── Document segment

Wednesday, August 6, 2008

Smith mag's new Next Door Neighbor comic-essay

Back in the 90s, Josh and I collaborated on a few comics pieces, including the famous (or rather, infamous) “Gynecology on the Go”—an extended “travel tip” for ladies backpacking in the tropics—and the duet “Cave of Fear,” which I provided the journal entries for. Josh and I have teamed up again for the new Next Door Neighbor story. Next Door Neighbor, edited by Dean Haspiel, is the ongoing feature on Smith mag that features a rotating comics-essays, about, well, our next door neighbors, those we’d like to remember—and those we’d like to forget. Our story features a next door neighbor I had growing up in Brooklyn in the 1970s. A beekeeper, in fact. Josh took a break from A.D. to render it. I think he did a fine job. It’s been my first time working in the comics form in awhile and it was interesting to think visually again. I’m pleased that the initial reviews have been positive. Take a look and let us know what you think.

────

Required work
Please transcribe the whole blog post about Smith mag's Next Door Neighbor comic-essay above, word for word.

── Dataset

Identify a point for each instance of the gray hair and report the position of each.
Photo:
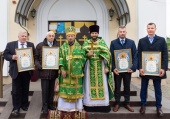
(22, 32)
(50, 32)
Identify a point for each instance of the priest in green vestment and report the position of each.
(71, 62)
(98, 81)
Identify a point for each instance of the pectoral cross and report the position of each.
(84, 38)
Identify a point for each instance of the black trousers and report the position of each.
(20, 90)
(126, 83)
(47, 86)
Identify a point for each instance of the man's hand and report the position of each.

────
── Dataset

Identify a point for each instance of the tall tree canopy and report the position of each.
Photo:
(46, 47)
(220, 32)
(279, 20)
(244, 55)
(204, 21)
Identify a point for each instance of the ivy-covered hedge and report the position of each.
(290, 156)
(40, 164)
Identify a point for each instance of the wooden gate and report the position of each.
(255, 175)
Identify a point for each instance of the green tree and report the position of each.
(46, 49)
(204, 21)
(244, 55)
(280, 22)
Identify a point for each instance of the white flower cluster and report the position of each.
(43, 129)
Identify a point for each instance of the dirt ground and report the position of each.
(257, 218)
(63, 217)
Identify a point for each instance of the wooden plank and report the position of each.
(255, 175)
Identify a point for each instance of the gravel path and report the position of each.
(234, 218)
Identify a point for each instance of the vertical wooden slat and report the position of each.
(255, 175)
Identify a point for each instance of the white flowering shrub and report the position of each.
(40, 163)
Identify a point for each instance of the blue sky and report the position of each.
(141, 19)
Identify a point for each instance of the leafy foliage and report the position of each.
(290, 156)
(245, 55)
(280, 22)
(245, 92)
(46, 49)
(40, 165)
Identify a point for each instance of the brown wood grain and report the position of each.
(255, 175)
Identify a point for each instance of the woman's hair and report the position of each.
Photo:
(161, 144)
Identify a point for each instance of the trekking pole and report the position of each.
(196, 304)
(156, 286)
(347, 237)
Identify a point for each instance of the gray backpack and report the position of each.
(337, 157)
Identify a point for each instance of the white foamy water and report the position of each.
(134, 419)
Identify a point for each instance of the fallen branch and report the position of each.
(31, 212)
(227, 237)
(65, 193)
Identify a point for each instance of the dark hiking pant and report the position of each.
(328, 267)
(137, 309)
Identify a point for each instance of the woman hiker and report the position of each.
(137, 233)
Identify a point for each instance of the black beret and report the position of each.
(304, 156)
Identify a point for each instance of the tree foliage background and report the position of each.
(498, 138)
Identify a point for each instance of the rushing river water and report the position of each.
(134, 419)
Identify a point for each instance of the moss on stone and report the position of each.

────
── Dataset

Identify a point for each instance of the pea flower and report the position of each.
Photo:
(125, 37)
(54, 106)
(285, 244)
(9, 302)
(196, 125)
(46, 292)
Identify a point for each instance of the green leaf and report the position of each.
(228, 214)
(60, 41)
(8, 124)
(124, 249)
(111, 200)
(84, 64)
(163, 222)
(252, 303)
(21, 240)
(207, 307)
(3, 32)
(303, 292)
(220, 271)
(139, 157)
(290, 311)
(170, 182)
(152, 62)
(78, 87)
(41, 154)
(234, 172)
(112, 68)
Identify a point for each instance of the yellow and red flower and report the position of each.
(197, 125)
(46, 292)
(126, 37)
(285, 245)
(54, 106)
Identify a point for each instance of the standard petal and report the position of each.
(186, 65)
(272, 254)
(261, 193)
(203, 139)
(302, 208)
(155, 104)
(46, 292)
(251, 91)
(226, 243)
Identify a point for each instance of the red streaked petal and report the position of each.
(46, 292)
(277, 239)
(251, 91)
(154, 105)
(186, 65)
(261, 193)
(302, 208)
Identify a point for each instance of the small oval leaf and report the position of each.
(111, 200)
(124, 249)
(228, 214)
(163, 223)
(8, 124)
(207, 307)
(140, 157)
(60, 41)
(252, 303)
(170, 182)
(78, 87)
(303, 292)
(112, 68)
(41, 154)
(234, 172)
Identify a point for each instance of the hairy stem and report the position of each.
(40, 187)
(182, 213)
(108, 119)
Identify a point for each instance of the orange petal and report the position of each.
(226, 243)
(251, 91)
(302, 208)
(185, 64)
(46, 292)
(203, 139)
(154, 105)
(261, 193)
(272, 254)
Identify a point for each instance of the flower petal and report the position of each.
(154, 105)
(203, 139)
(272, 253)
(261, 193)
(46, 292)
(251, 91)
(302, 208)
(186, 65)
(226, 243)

────

Answer
Wednesday, August 6, 2008

Smith mag's new Next Door Neighbor comic-essay

Back in the 90s, Josh and I collaborated on a few comics pieces, including the famous (or rather, infamous) “Gynecology on the Go”—an extended “travel tip” for ladies backpacking in the tropics—and the duet “Cave of Fear,” which I provided the journal entries for. Josh and I have teamed up again for the new Next Door Neighbor story. Next Door Neighbor, edited by Dean Haspiel, is the ongoing feature on Smith mag that features a rotating comics-essays, about, well, our next door neighbors, those we’d like to remember—and those we’d like to forget. Our story features a next door neighbor I had growing up in Brooklyn in the 1970s. A beekeeper, in fact. Josh took a break from A.D. to render it. I think he did a fine job. It’s been my first time working in the comics form in awhile and it was interesting to think visually again. I’m pleased that the initial reviews have been positive. Take a look and let us know what you think.